Provided passage -

Implement validation checks

Completed

Data pipelines often encounter records with missing values, duplicate identifiers, or values that fall outside acceptable ranges. Without validation checks in place, these data quality issues propagate downstream, causing incorrect analytics, failed reports, and unreliable business decisions. Validation checks catch these problems at the point of data ingestion, ensuring that only quality data flows through your pipeline.

In this unit, you learn how to implement validation checks for nullability, data cardinality, and range checking using Lakeflow Spark Declarative Pipelines expectations and Delta Lake table constraints.

Understand validation approaches in Azure Databricks

Azure Databricks provides two primary mechanisms for implementing validation checks: pipeline expectations and table constraints. Each approach serves different scenarios and offers distinct capabilities.

Diagram explaining validation approaches in Azure Databricks.

Pipeline expectations apply validation during data transformations in Lakeflow Spark Declarative Pipelines. Expectations let you warn, drop invalid records, or fail the pipeline when data violates your rules. This approach works well for streaming tables and materialized views where you need real-time quality control.

Available data -

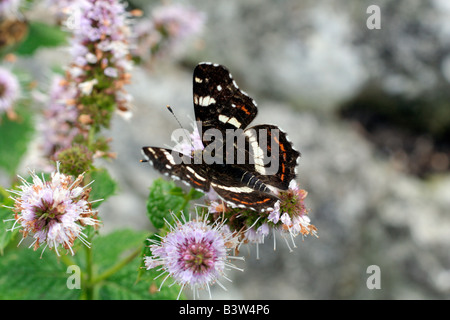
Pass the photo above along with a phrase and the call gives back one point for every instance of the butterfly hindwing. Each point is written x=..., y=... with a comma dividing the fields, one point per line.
x=263, y=159
x=167, y=162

Written instruction 1 - According to the validation checks passage, what are the two primary mechanisms Azure Databricks provides for implementing validation checks?
Written instruction 2 - Using the validation checks passage, explain why a data pipeline needs validation checks at the point of data ingestion.
The material after the text is separate from it.

Worked answer 1 - Pipeline expectations and table constraints.

Worked answer 2 - Without validation checks, problems such as missing values, duplicate identifiers, or out-of-range values spread downstream and cause incorrect analytics, failed reports, and unreliable business decisions. Catching them at ingestion ensures that only quality data flows through the pipeline.